● **Activity**: Which of the lines below include the word "front"? Pull each one out.

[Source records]
━━━━
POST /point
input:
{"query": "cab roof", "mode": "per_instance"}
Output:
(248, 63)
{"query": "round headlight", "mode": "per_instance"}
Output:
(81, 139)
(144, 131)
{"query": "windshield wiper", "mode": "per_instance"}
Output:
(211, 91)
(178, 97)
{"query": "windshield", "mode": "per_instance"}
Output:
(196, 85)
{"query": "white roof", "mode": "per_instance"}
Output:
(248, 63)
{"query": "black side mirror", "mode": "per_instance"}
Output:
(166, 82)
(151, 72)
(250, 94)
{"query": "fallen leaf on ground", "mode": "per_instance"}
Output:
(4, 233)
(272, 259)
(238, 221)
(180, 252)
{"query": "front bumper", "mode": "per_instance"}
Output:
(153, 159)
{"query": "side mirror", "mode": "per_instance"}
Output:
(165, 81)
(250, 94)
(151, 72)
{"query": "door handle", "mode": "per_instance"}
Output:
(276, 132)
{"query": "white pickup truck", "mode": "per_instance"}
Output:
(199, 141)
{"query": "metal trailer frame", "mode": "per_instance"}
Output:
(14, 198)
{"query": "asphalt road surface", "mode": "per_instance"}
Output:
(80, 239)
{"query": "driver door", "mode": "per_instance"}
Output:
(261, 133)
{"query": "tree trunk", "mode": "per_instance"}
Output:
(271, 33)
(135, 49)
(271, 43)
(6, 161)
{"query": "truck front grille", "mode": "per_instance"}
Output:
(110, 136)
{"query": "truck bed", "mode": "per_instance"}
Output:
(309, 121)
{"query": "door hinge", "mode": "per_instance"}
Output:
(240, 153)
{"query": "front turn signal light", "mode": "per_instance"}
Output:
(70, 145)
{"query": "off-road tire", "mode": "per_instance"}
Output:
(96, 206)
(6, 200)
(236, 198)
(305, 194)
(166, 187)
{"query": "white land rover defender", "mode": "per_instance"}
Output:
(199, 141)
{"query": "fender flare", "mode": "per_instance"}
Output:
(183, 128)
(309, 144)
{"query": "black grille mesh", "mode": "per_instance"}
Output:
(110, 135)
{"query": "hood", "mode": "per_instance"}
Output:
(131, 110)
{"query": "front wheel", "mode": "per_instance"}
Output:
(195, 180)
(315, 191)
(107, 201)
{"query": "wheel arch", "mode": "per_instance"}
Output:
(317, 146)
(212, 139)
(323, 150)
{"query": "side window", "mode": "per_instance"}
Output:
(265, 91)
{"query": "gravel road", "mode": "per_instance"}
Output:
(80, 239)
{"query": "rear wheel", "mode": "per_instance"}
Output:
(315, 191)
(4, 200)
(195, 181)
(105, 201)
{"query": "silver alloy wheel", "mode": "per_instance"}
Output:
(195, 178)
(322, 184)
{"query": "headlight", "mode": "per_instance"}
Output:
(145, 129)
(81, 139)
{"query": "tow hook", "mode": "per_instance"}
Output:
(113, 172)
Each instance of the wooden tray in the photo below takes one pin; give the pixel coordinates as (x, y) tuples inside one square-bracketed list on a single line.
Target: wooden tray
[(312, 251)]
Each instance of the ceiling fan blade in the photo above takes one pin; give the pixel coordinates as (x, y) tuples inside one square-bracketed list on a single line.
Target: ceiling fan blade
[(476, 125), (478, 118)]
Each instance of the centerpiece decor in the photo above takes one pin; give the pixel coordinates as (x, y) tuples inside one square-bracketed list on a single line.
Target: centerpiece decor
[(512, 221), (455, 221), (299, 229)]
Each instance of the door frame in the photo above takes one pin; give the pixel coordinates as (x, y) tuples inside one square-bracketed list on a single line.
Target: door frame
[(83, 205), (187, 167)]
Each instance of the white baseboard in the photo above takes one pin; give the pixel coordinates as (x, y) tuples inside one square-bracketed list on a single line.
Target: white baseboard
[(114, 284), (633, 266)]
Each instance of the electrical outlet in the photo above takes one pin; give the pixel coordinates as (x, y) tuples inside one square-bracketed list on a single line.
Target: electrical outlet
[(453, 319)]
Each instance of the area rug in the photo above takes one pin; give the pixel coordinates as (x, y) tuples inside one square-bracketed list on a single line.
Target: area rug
━━━━
● **Solution to this task**:
{"query": "front bumper", "mode": "per_instance"}
{"query": "truck front grille", "mode": "per_instance"}
{"query": "front turn signal light", "mode": "per_instance"}
{"query": "front wheel", "mode": "per_instance"}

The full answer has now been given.